EXERCISE PASSAGE:
◇ ◇ ◇ ◇

Skip to contents
library(swereg)
#> swereg 26.4.2
#> https://papadopoulos-lab.github.io/swereg/
library(data.table)

Introduction

In longitudinal registry data analysis with swereg, variables can be classified into two fundamental types:

  • rowdep (row-dependent): Variables that can change over time for a person
  • rowind (row-independent): Variables that cannot change over time for a person

Understanding this distinction is crucial for effective analysis of Swedish registry data, particularly during the skeleton2_clean phase where many transformations convert rowdep variables into rowind variables.

The concept

Row-dependent (rowdep) variables

These variables can have different values across time periods for the same person:

  • Education level (rowdep_edu_cat): A person’s education can improve over time
  • Income (rowdep_income_inflation_adjusted): Income changes annually
  • Had diagnosis this week (diag_gd_icd10_F64_089): TRUE/FALSE depending on the specific week
  • Current age (age): Increases continuously over time

Row-independent (rowind) variables

These variables have the same value across all time periods for a person:

  • Age at first diagnosis (rowind_age_first_gd): Fixed once the diagnosis occurs
  • Year of first diagnosis (rowind_isoyear_first_gd): Fixed historical fact
  • Birth country (rowind_birthcountry): Never changes
  • Register classification (rowind_register_tag): Person’s role in the study (case, control, etc.)

◇ ◇ ◇ ◇

Please copy the stretch from "These variables have" through "(case, control, etc.)" in the text on rowdep and rowind variables, word for word. The records are from a different source than the text.

STUDY MATERIAL:
◇ ◇ ◇ ◇

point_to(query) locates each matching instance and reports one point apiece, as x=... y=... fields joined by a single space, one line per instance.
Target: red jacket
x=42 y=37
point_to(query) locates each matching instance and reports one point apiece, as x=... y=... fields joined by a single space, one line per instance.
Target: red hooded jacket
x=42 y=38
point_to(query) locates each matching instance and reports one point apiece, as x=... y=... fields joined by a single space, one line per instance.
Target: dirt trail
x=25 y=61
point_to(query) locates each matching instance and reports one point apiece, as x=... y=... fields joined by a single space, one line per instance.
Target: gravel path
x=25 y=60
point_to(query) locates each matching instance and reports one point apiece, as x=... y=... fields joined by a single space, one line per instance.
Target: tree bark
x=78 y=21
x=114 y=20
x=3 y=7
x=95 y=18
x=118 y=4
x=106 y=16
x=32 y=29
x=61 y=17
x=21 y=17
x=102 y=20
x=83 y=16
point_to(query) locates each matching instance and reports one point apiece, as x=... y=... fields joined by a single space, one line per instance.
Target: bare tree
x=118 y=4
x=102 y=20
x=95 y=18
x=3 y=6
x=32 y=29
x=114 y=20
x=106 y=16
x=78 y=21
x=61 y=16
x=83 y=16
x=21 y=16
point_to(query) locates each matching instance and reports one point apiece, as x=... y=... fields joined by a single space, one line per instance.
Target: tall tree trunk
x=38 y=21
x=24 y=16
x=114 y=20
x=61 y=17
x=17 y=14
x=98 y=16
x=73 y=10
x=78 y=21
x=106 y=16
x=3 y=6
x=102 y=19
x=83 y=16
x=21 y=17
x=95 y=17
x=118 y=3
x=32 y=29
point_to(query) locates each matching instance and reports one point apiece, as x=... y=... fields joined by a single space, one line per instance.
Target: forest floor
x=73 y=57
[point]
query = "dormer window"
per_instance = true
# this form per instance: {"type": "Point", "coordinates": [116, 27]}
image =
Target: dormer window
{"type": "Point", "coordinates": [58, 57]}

◇ ◇ ◇ ◇

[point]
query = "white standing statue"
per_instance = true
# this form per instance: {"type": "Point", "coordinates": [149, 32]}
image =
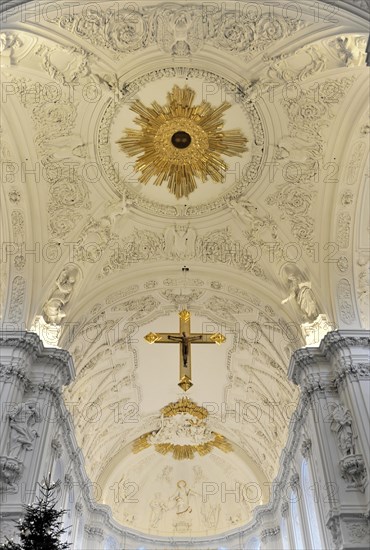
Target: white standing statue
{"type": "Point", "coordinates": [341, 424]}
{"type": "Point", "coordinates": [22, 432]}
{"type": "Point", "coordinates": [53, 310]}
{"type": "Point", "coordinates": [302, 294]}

◇ ◇ ◇ ◇

REPLY TO THE TASK:
These variables have the same value across all time periods for a person:

  • Age at first diagnosis (rowind_age_first_gd): Fixed once the diagnosis occurs
  • Year of first diagnosis (rowind_isoyear_first_gd): Fixed historical fact
  • Birth country (rowind_birthcountry): Never changes
  • Register classification (rowind_register_tag): Person’s role in the study (case, control, etc.)